● TEXT BLOCK:
____

Is this a "dual-field" or "single field" setup?
Online wiring help available, such as a hack like me might understand? I tend to get lost with the tech wiring diagrams. I really like drawings. I thank any of you who might try to help me approach this problem?
 
I'm not a fan of Powermaster... Full disclosure.

There are a lot of variables here... I looked up the 7019 Powermaster and it shows 2 field connections. This is commonly (and wrongly) called a "dual field". It's actually a isolated field, but I digress. To hook this up to stock 1967 Plymouth wiring, you just need to hook up the wire to the battery and one field connection that runs to the voltage regulator. There will be one field connection left open on the alternator. You'll have to make a wire jumper to that field connection and to a convenient ground.

BUT!!!! You say the previous alternator had a "solid state" voltage regulator. Depending completely on that regulator, your car may have been already wired for the isolated (dual) field by a previous ownerr. In which case, you'll already have the wiring for both field connections. So.... We need to figure out what's there now... and what VR you bought.

So... Did the regulator you pulled off the car look like this?

001.jpg


Or like this?


s-l640.jpg


Then just to cover our butts, what does the new one look like?
 
Glad to get your reply Big John. I was impressed by your suggestions in other threads.
My VR is as pictured 2nd: the box with a connection at each end.
 
Glad to get your reply Big John. I was impressed by your suggestions in other threads.
My VR is as pictured 2nd: the box with a connection at each end.
OK, if BOTH of the Voltage regulators look like that, just follow the directions I already laid out and you're golden.

To hook this up to stock 1967 Plymouth wiring, you just need to hook up the wire to the battery and one field connection that runs to the voltage regulator. There will be one field connection left open on the alternator. You'll have to make a wire jumper to that field connection and to a convenient ground.
 
OK thanks. And run that #8 wire direct from alternator output terminal to positive on battery as you recommended in another thread?
 
I read through the suggestions you made in this thread and I realized I misread what you said when you asked which VR I took off the car. Actually it was the solid state 1st one, the 2nd old-style with points is what I bought and want to install. Very sorry to screw that up. I plead sleep deprivation.
 
I read through the suggestions you made in this thread and I realized I misread what you said when you asked which VR I took off the car. Actually it was the solid state 1st one, the 2nd old-style with points is what I bought and want to install. Very sorry to screw that up. I plead sleep deprivation.
No excuse... I got about 3 or 4 hours last night. LOL...

But yea, that complicates matters just a little.

First, you have two options.... One is to return the wiring back to the original or use what's there.

A little history... In 1970 (or 69 with Imperials) Chrysler changed to the isolated field alternator. This alternator used 2 field connections. One field connection went to power (switched 12 volts) and the other went to the the voltage regulator. Very simplified is what would happen is the battery voltage dropped and the VR would complete the circuit to ground... and that would energize the field which would make the alternator charge.

In the '69 and older cars, the alternator had one field connection. That went to the VR and the other end of the field was grounded internally to the alternator. Again, simplified, the VR would control the charging by switching 12 volts positive to the field, and that made the alternator charge.

____

● REQUESTS:
[A] In the alternator wiring thread, what do the posts say about each of the following?
(i) Which Powermaster model number did the replier look up?
(ii) In what year, Imperials aside, did Chrysler change to the isolated field alternator?
(iii) About how many hours of sleep did the replier say he got the previous night?
[B] Could you write out the part of the alternator wiring thread that opens with the words containing "No excuse... I" and closes with "use what's there.", swapping "two options" for "a couple of choices"?

● RECORD SET:
____

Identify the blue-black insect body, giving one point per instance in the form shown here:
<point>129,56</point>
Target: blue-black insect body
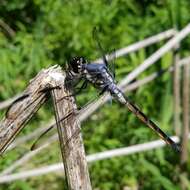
<point>99,75</point>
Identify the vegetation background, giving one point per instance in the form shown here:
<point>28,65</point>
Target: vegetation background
<point>45,33</point>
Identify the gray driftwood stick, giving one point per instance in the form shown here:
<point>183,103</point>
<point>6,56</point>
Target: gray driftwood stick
<point>72,149</point>
<point>22,111</point>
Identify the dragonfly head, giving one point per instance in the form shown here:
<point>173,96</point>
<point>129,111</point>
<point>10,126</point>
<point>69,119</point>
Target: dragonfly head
<point>76,64</point>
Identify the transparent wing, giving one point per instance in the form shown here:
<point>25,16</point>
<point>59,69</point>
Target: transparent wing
<point>99,47</point>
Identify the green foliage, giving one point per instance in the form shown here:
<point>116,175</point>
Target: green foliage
<point>52,31</point>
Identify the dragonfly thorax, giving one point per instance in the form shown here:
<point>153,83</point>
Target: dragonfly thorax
<point>76,64</point>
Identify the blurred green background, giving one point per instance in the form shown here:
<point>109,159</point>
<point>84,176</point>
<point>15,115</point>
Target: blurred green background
<point>44,33</point>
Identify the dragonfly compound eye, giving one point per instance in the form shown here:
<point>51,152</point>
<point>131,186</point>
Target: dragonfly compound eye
<point>76,64</point>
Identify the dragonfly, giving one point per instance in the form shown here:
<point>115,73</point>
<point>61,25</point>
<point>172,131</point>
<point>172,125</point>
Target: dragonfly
<point>100,76</point>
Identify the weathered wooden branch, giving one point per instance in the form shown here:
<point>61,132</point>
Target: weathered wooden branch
<point>141,44</point>
<point>22,111</point>
<point>52,79</point>
<point>176,90</point>
<point>72,149</point>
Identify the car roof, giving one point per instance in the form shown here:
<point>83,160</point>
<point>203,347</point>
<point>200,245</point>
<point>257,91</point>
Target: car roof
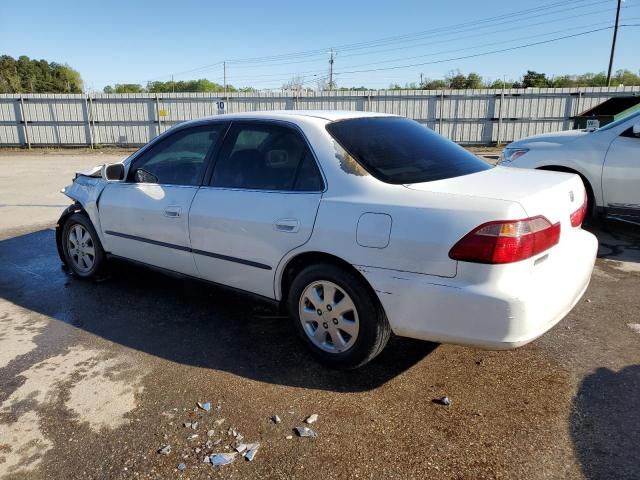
<point>330,115</point>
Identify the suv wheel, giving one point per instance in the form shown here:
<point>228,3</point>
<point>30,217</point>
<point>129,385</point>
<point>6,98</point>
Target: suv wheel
<point>81,246</point>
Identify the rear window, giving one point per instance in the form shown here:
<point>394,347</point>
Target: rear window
<point>398,150</point>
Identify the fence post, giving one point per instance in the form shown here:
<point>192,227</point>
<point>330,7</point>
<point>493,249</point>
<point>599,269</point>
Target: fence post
<point>88,120</point>
<point>158,115</point>
<point>24,122</point>
<point>441,112</point>
<point>499,134</point>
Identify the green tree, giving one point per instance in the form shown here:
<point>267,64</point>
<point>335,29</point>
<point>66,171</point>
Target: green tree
<point>124,88</point>
<point>534,79</point>
<point>25,75</point>
<point>455,79</point>
<point>430,84</point>
<point>473,80</point>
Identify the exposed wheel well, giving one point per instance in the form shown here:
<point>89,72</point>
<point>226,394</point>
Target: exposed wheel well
<point>590,196</point>
<point>71,209</point>
<point>303,260</point>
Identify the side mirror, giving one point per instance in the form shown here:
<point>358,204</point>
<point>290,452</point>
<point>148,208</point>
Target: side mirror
<point>113,172</point>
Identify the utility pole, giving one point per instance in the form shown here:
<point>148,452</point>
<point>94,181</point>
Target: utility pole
<point>224,76</point>
<point>613,43</point>
<point>331,70</point>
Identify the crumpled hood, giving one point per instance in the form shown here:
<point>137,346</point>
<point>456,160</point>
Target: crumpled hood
<point>549,140</point>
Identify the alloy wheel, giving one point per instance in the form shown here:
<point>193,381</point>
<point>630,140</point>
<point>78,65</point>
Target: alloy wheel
<point>329,316</point>
<point>81,248</point>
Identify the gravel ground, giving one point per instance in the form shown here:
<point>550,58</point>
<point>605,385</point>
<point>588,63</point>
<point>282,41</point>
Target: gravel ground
<point>96,377</point>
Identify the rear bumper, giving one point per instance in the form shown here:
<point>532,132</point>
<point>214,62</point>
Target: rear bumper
<point>489,306</point>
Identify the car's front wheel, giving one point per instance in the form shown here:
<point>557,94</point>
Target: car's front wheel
<point>81,246</point>
<point>338,316</point>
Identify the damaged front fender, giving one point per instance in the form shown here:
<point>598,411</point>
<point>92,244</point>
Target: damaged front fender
<point>85,191</point>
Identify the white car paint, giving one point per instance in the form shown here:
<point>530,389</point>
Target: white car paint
<point>607,158</point>
<point>397,236</point>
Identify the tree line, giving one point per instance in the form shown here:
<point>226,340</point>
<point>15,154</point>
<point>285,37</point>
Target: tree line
<point>25,75</point>
<point>531,79</point>
<point>200,85</point>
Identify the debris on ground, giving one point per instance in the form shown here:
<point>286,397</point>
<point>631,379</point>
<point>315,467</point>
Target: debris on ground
<point>634,327</point>
<point>442,401</point>
<point>311,419</point>
<point>251,451</point>
<point>219,459</point>
<point>166,450</point>
<point>305,432</point>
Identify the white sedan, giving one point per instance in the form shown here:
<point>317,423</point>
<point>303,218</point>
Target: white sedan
<point>360,224</point>
<point>607,159</point>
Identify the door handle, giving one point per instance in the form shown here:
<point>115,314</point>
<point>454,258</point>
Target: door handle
<point>289,225</point>
<point>172,211</point>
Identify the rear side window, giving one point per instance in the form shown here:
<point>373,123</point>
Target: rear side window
<point>266,157</point>
<point>398,150</point>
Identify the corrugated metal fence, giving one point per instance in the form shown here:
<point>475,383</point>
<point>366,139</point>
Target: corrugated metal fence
<point>480,117</point>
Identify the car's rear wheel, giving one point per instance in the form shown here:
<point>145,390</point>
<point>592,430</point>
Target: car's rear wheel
<point>81,246</point>
<point>338,316</point>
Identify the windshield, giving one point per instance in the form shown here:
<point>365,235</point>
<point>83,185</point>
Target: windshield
<point>619,121</point>
<point>400,151</point>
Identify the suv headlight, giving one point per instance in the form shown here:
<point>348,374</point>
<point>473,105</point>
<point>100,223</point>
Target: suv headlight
<point>511,154</point>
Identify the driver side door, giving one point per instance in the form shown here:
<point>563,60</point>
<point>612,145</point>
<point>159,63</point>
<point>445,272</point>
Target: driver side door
<point>145,217</point>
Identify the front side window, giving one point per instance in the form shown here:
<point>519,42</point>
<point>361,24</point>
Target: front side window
<point>177,160</point>
<point>266,157</point>
<point>401,151</point>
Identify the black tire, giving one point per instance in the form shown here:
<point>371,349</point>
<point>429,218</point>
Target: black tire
<point>374,330</point>
<point>71,260</point>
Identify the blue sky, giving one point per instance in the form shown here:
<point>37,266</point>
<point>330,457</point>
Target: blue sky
<point>136,41</point>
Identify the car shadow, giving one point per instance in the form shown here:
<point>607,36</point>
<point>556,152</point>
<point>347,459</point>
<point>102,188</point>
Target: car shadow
<point>182,320</point>
<point>605,424</point>
<point>617,240</point>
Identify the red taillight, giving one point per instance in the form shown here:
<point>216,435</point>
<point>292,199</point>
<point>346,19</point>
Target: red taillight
<point>507,241</point>
<point>577,217</point>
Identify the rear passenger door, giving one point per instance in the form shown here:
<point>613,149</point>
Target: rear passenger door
<point>145,217</point>
<point>261,202</point>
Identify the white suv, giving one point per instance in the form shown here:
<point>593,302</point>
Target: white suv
<point>607,159</point>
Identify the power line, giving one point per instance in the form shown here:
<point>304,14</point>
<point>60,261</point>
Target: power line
<point>613,43</point>
<point>542,42</point>
<point>502,30</point>
<point>397,38</point>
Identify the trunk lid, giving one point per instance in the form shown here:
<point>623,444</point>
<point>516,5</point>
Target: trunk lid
<point>555,195</point>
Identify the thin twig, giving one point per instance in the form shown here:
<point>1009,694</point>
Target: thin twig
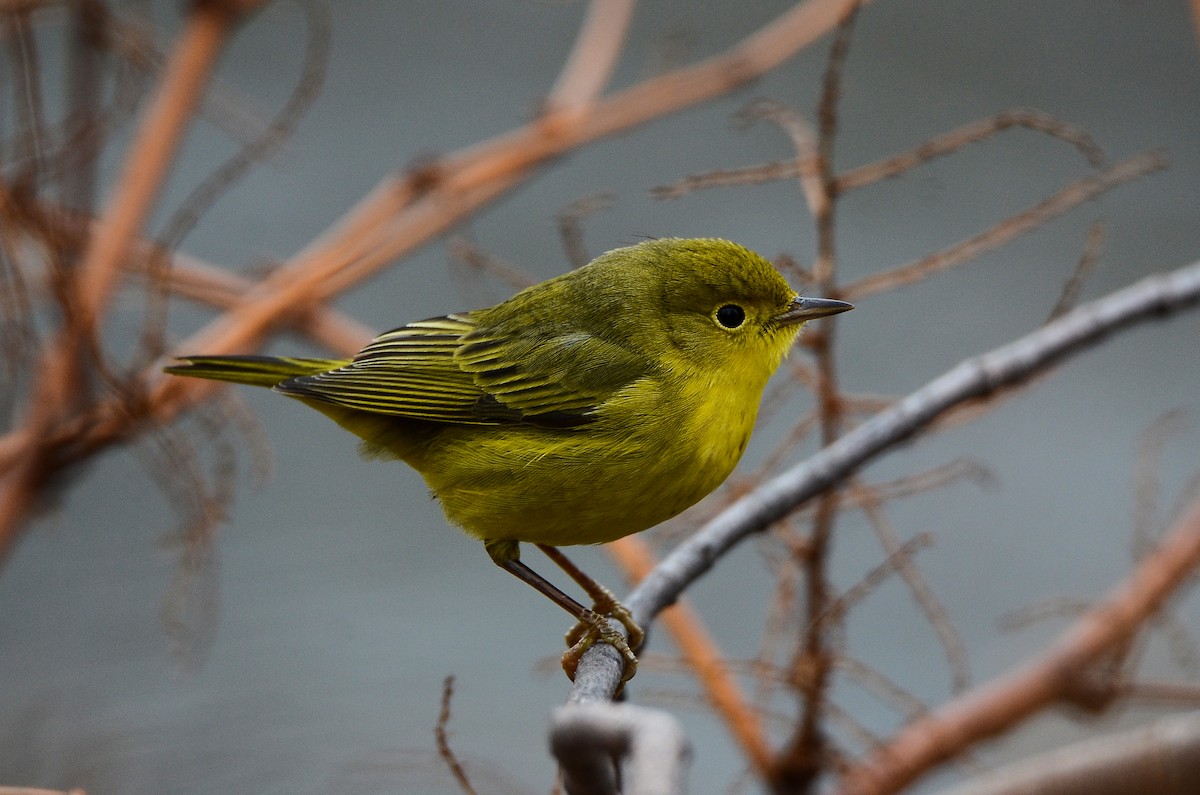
<point>1048,679</point>
<point>443,739</point>
<point>1068,198</point>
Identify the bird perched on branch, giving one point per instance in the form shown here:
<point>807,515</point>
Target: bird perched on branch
<point>585,408</point>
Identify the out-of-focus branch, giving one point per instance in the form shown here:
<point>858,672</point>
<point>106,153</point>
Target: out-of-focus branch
<point>586,740</point>
<point>1161,758</point>
<point>977,378</point>
<point>400,214</point>
<point>1036,216</point>
<point>1054,676</point>
<point>703,656</point>
<point>60,380</point>
<point>160,133</point>
<point>594,55</point>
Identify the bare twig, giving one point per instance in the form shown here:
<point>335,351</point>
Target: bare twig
<point>702,655</point>
<point>586,740</point>
<point>1050,677</point>
<point>443,739</point>
<point>1067,198</point>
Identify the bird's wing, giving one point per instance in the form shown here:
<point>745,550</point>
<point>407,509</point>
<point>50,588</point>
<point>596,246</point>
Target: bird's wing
<point>455,370</point>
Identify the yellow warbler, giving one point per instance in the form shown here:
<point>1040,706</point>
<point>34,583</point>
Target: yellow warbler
<point>581,410</point>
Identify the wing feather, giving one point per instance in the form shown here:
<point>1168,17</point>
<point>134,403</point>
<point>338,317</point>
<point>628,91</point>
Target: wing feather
<point>456,369</point>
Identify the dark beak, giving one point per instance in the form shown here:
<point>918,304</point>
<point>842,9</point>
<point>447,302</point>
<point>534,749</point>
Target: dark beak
<point>807,309</point>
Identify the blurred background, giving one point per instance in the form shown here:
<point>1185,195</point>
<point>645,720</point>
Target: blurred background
<point>340,599</point>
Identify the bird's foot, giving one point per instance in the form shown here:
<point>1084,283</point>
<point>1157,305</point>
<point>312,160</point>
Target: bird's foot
<point>593,627</point>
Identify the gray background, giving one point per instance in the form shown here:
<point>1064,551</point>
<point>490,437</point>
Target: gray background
<point>343,598</point>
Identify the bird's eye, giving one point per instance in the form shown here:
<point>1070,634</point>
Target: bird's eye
<point>731,316</point>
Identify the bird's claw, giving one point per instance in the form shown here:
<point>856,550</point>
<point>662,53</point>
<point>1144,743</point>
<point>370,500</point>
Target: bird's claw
<point>593,627</point>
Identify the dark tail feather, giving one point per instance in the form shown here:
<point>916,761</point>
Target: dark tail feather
<point>255,370</point>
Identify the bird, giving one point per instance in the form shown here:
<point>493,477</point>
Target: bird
<point>581,410</point>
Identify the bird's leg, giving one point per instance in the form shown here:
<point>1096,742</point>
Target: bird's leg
<point>603,601</point>
<point>507,555</point>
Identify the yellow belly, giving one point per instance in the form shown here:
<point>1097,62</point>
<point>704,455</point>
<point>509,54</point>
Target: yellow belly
<point>621,474</point>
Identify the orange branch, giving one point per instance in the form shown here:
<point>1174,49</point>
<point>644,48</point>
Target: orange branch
<point>703,656</point>
<point>1048,680</point>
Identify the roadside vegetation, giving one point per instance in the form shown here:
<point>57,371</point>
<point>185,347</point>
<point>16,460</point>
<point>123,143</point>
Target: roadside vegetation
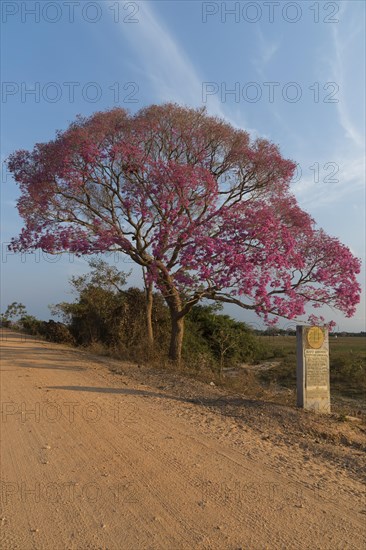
<point>110,320</point>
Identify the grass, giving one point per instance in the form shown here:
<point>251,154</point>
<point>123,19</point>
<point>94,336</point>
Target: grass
<point>347,357</point>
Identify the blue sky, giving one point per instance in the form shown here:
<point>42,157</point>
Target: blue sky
<point>293,72</point>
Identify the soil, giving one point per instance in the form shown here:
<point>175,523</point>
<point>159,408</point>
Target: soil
<point>99,454</point>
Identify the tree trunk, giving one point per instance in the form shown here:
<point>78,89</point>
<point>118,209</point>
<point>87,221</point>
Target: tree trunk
<point>149,306</point>
<point>176,338</point>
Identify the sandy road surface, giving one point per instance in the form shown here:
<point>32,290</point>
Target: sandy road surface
<point>90,460</point>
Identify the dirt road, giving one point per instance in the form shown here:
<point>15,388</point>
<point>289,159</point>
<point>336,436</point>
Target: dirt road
<point>91,460</point>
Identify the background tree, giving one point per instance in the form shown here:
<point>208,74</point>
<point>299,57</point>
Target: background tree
<point>14,311</point>
<point>203,209</point>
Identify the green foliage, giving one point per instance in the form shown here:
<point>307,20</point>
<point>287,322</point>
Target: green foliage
<point>105,313</point>
<point>217,340</point>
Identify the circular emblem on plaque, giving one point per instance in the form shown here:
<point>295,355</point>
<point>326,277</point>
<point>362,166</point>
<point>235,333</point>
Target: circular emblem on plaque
<point>315,337</point>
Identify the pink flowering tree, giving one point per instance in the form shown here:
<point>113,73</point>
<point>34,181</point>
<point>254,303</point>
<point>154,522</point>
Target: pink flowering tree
<point>204,210</point>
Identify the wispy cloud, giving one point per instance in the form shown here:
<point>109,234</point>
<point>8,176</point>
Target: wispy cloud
<point>266,51</point>
<point>341,49</point>
<point>170,72</point>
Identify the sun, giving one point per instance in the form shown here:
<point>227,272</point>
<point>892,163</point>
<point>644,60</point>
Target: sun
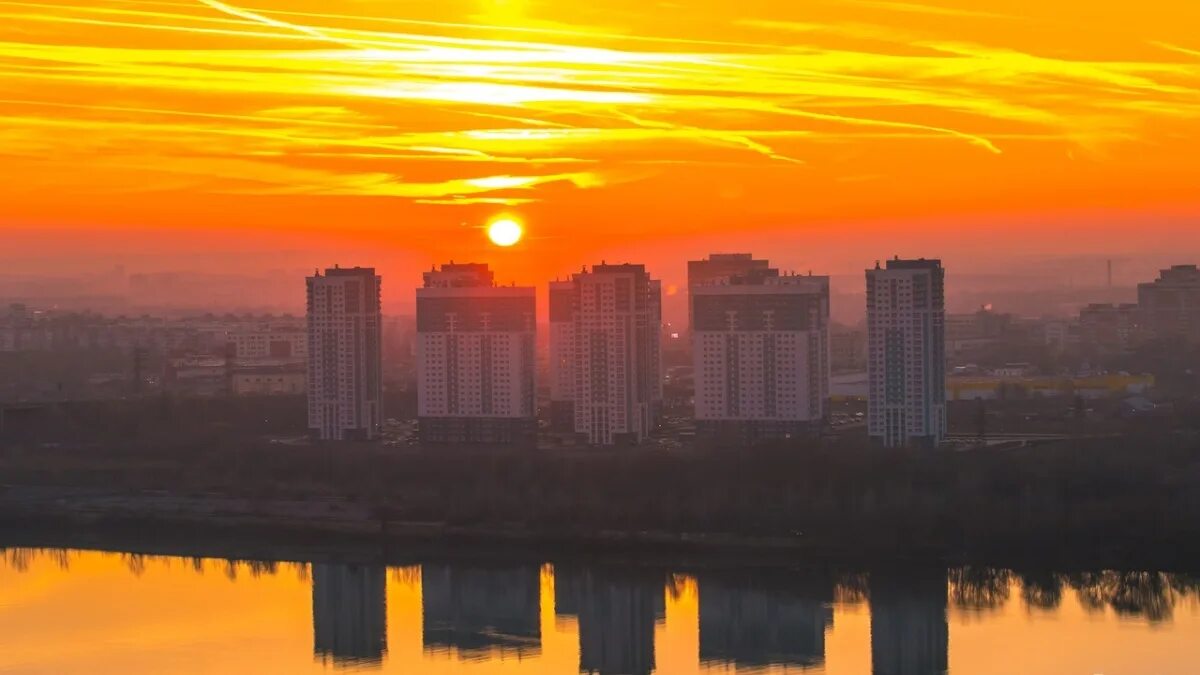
<point>504,232</point>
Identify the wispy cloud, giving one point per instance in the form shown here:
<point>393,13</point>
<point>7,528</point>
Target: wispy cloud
<point>328,103</point>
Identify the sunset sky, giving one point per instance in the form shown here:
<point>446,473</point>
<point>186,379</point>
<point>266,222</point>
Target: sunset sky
<point>823,133</point>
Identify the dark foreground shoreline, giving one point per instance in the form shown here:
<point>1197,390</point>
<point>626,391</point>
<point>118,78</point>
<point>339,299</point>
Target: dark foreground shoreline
<point>1119,502</point>
<point>214,526</point>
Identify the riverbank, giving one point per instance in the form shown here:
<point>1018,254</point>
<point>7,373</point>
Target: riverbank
<point>1117,502</point>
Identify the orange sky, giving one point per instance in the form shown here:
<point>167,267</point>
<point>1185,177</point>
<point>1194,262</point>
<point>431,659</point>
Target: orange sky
<point>612,129</point>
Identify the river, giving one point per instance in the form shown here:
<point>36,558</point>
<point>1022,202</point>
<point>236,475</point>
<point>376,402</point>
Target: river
<point>65,611</point>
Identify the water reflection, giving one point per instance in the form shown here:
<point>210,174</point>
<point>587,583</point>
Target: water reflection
<point>749,620</point>
<point>349,613</point>
<point>479,611</point>
<point>910,634</point>
<point>453,617</point>
<point>616,611</point>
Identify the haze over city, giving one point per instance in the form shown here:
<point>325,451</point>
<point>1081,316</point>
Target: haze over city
<point>203,136</point>
<point>621,338</point>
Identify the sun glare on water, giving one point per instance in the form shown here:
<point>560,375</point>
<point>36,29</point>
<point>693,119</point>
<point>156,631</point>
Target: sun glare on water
<point>504,232</point>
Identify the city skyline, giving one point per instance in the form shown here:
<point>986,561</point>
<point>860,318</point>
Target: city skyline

____

● RESPONSES IN ORDER:
[A]
(i) The 7019.
(ii) 1970.
(iii) About 3 or 4 hours.

[B]
No excuse... I got about 3 or 4 hours last night. LOL...

But yea, that complicates matters just a little.

First, you have a couple of choices.... One is to return the wiring back to the original or use what's there.